=== Prompt ===
Continue the passage below on how __cdecl places arguments on the stack when the callee expects one parameter more than the caller pushed, beginning right after its final sentence.

Default calling convention is __cdecl, which means the caller pushes parameters onto the stack right-to-left then cleans up the stack after the call returns.

So in your case, the caller:

  1. Pushes b
  2. Pushes a
  3. Pushes the return address
  4. Calls the function.

At this point the stack looks like this (assume 4 byte pointers for example, and remember the stack pointer travels backwards when you push things):

+-----+ <--- this is where esp is after pushing stuff
| ret | [esp]
+-----+
|  a  | [esp+4]
+-----+
|  b  | [esp+8]
+-----+ <--- this is where esp was before we started
| ??? | [esp+12 and beyond]
+-----+

Ok, great. Now the problem happens on the callee side. The callee is expecting parameters to be at certain locations on the stack, so:

  • a is assumed to be at [esp+4]
  • b is assumed to be at [esp+8]
  • c is assumed to be at [esp+12]

And this is where the issue is: We have no idea what's at [esp+12]. So the callee will see the correct values of a and b, but will interpret whatever unknown garbage happens to be at [esp+12] as c.

At that point it's pretty much undefined, and depends on what your function actually does with c.

=== Data lines ===
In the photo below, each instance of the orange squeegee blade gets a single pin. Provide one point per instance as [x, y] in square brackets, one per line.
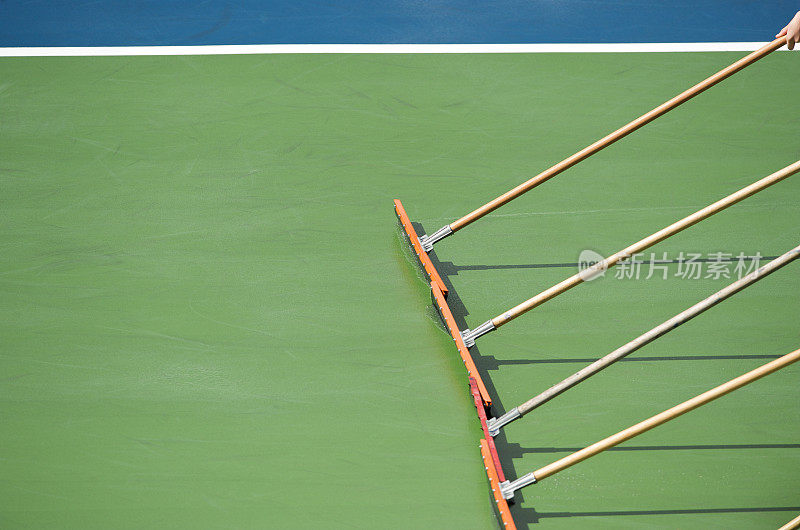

=== Output for this task ===
After all this is over and the callee returns, assuming your program didn't crash, the caller will restore esp and the stack pointer will be back where it should be. So from the caller's POV everything is probably fine and the stack pointer ends up back where it's supposed to be, but the callee sees junk for c.

64-bit

The mechanics on 64-bit machines is different but the end result is roughly the same effect. Microsoft uses the following calling convention on 64-bit machines regardless of __cdecl or whatever (any convention you specify is ignored and all are treated identically):

  • First four integer or pointer arguments placed in registers rcx, rdx, r8, and r9, in that order, left-to-right.
  • First four floating-point arguments placed in registers xmm0, xmm1, xmm2, and xmm3, in that order, left-to-right.
  • Anything remaining is pushed to the stack, right-to-left.
  • The caller is responsible for restoring esp as well as restoring the values of all volatile registers after the call.

So in your case, the caller:

  1. Puts a in rcx.
  2. Puts b in rdx.
  3. Allocates an extra 32 bytes of "shadow space" on the stack (see that MS article).
  4. Pushes the return address.
  5. Calls the function.

But the callee is expecting:

  • a assumed to be in rcx (check!)
  • b assumed to be in rdx (check!)
  • c assumed to be in r8 (problem)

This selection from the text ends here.